### TASK ITEM
A faithful transcription of the entries below is required.

Data items
*** Begin section ***
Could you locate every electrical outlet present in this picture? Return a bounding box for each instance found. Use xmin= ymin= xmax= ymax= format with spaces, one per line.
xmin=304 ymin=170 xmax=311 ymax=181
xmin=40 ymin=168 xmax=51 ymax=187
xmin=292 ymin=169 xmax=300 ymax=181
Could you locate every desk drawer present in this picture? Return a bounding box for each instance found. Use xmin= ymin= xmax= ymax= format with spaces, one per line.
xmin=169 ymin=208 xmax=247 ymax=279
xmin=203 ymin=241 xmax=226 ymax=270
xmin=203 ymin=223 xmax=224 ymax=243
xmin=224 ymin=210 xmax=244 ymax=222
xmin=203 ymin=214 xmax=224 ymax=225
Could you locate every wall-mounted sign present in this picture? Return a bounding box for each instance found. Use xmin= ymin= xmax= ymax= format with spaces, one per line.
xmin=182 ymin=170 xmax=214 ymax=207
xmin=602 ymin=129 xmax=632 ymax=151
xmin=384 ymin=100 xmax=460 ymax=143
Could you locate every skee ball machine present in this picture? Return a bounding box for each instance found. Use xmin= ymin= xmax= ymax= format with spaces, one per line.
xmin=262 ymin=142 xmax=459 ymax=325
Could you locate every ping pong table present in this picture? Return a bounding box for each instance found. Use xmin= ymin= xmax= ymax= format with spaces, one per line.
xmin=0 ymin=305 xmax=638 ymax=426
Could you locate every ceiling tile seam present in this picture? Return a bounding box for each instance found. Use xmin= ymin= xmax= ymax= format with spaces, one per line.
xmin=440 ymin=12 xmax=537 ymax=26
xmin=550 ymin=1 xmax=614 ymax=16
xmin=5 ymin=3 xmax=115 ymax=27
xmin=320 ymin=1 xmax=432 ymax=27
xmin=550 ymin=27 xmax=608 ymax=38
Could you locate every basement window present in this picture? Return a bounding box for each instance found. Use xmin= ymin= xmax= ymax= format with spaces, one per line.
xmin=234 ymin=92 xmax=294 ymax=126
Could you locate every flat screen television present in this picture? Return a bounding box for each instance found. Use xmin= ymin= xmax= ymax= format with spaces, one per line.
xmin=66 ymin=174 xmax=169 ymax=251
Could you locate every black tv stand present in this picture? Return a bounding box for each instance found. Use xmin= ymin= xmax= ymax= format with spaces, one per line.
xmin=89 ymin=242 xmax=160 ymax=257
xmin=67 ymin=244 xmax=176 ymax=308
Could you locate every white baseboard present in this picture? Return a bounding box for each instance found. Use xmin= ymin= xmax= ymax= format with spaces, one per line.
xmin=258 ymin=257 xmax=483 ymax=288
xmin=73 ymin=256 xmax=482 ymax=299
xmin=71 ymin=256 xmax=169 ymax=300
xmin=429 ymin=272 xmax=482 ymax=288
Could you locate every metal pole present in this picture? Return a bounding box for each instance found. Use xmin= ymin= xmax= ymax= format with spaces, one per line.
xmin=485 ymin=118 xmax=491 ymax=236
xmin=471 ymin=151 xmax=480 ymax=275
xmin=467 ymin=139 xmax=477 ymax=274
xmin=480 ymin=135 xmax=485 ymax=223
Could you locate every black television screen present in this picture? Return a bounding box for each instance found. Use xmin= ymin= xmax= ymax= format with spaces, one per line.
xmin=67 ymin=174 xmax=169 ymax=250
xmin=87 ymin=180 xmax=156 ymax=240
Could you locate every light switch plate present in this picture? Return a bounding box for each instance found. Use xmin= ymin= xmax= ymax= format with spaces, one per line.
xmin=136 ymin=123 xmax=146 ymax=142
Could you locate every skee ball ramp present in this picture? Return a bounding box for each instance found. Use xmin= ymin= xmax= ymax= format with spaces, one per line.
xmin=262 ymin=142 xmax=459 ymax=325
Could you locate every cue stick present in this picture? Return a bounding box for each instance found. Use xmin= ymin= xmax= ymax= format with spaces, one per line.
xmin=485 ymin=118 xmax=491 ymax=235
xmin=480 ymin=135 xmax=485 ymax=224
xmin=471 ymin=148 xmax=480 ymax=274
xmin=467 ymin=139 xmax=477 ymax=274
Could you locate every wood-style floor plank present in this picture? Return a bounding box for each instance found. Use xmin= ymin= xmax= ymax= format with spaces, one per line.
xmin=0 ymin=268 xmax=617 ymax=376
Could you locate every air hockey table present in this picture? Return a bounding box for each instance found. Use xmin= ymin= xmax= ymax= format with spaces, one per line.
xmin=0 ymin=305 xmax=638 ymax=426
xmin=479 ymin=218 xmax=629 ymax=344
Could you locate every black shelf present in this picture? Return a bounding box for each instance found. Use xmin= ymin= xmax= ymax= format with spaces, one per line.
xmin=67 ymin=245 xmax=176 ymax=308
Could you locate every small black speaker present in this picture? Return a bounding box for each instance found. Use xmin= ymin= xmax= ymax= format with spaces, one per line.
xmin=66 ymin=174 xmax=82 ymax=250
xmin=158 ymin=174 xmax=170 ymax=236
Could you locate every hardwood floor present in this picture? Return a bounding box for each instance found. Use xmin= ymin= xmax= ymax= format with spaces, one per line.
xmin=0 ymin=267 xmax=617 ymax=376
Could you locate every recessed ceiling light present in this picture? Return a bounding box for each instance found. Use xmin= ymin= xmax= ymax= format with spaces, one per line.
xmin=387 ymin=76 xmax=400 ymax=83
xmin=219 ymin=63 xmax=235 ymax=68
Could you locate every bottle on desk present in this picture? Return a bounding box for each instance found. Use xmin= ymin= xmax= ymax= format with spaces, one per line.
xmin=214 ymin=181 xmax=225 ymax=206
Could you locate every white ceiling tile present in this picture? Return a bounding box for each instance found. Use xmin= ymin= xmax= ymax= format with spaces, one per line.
*** End section ***
### EXERCISE ANSWER
Could you locate every electrical outlet present in this picture? Return a bounding box for each instance found. Use xmin= ymin= xmax= ymax= format with spaces, one per line.
xmin=304 ymin=170 xmax=311 ymax=181
xmin=40 ymin=168 xmax=51 ymax=187
xmin=292 ymin=169 xmax=300 ymax=181
Could you locate every desk drawer present in this picture? Return a bounding box for each instance found. Use xmin= ymin= xmax= ymax= format with spaces, one per line.
xmin=169 ymin=208 xmax=247 ymax=279
xmin=203 ymin=241 xmax=226 ymax=270
xmin=203 ymin=223 xmax=224 ymax=243
xmin=224 ymin=210 xmax=244 ymax=222
xmin=203 ymin=214 xmax=224 ymax=225
Could you locate every wall-mounted sign present in this picture? Return a bounding box for each instance found. Use xmin= ymin= xmax= ymax= format with spaces, one per line.
xmin=182 ymin=170 xmax=214 ymax=207
xmin=602 ymin=129 xmax=632 ymax=151
xmin=384 ymin=100 xmax=460 ymax=143
Could you locate every skee ball machine present in this picture? Return a bounding box for each instance found. Use xmin= ymin= xmax= ymax= format with spaces, one per line.
xmin=262 ymin=142 xmax=459 ymax=325
Could you locate every ping pong table present in this picture? Return a bounding box for each instance found. Use xmin= ymin= xmax= ymax= format with spaces, one per line.
xmin=0 ymin=305 xmax=638 ymax=426
Could you locate every ceiling tile seam present in this picture? Return a bounding box for each instance found. Use xmin= ymin= xmax= ymax= format with spaces, one per line.
xmin=440 ymin=12 xmax=537 ymax=26
xmin=550 ymin=1 xmax=614 ymax=16
xmin=5 ymin=3 xmax=115 ymax=27
xmin=320 ymin=1 xmax=432 ymax=27
xmin=550 ymin=27 xmax=608 ymax=38
Could you locate every basement window present in this picture? Return a bounding box for each instance found. Use xmin= ymin= xmax= ymax= format with spaces, one per line.
xmin=234 ymin=92 xmax=294 ymax=126
Could you locate every flat screen television present in this picture? Return a bounding box for each instance found. Use xmin= ymin= xmax= ymax= format with spaces, one per line.
xmin=66 ymin=174 xmax=169 ymax=251
Could you locate every black tv stand present in this picture? Return a bounding box for each instance found. Use xmin= ymin= xmax= ymax= format with spaces, one per line.
xmin=89 ymin=242 xmax=160 ymax=257
xmin=67 ymin=244 xmax=176 ymax=308
Could you locate every white baseboard present in this picture? Return a bounding box for each instance found. Use xmin= ymin= xmax= ymax= format with spaces, one per line.
xmin=258 ymin=257 xmax=483 ymax=288
xmin=73 ymin=256 xmax=482 ymax=299
xmin=71 ymin=256 xmax=169 ymax=300
xmin=429 ymin=272 xmax=482 ymax=288
Could you locate every metal pole present in this picture? Return a bounding box for each instance found. Use xmin= ymin= xmax= ymax= format with spaces, one per line.
xmin=485 ymin=118 xmax=491 ymax=236
xmin=471 ymin=151 xmax=480 ymax=275
xmin=467 ymin=139 xmax=477 ymax=274
xmin=480 ymin=135 xmax=485 ymax=223
Could you locate every black television screen present in this picture? Return a bounding box for each instance found. Use xmin= ymin= xmax= ymax= format with spaces, one per line.
xmin=67 ymin=174 xmax=169 ymax=250
xmin=87 ymin=180 xmax=156 ymax=240
Could you locate every light switch plate present in this picture? Return a bounding box for each instance found. Use xmin= ymin= xmax= ymax= format with spaces, one per line.
xmin=136 ymin=123 xmax=146 ymax=142
Could you locate every skee ball ramp present in this picture? Return a bounding box for each instance found. Use xmin= ymin= xmax= ymax= format with spaces, one per line.
xmin=262 ymin=142 xmax=459 ymax=325
Could you locate every cue stick present in this picture? Return a bounding box for each instance found. Use xmin= ymin= xmax= ymax= format with spaces, one per line.
xmin=485 ymin=118 xmax=491 ymax=235
xmin=480 ymin=135 xmax=485 ymax=224
xmin=471 ymin=148 xmax=480 ymax=274
xmin=467 ymin=139 xmax=477 ymax=274
Could you locate every wood-style floor plank present in this picture? Return a bounding box for each instance found. Use xmin= ymin= xmax= ymax= format with spaces, one per line.
xmin=0 ymin=268 xmax=617 ymax=376
Could you locate every air hockey table present in this picture? Return a bounding box for each instance found. Use xmin= ymin= xmax= ymax= format with spaces, one per line.
xmin=0 ymin=305 xmax=638 ymax=426
xmin=479 ymin=218 xmax=629 ymax=344
Could you locate every black shelf present in this picture? Return a bounding box for each instance found. Use xmin= ymin= xmax= ymax= format with spaces, one per line.
xmin=67 ymin=245 xmax=176 ymax=308
Could you locate every small black speaker present in this picture? Return a bounding box for each instance found. Use xmin= ymin= xmax= ymax= format with spaces, one per line.
xmin=66 ymin=174 xmax=82 ymax=250
xmin=158 ymin=174 xmax=170 ymax=236
Could you locate every hardwood floor present in this picture? Return a bounding box for each instance found. Use xmin= ymin= xmax= ymax= format with spaces, one per line.
xmin=0 ymin=267 xmax=617 ymax=376
Could you locate every recessed ceiling light present in this picture? Return a bounding box for each instance found. Use xmin= ymin= xmax= ymax= format with spaces, one per line.
xmin=387 ymin=76 xmax=400 ymax=83
xmin=219 ymin=63 xmax=235 ymax=68
Could you locate every bottle on desk present in this picture? Return a bounding box for each instance found. Use xmin= ymin= xmax= ymax= format with spaces, one per line.
xmin=214 ymin=181 xmax=225 ymax=206
Could you locate every white ceiling tile present in this picture? Return a bounding box for each instance found. Use xmin= ymin= xmax= ymax= format with spaces, one per line.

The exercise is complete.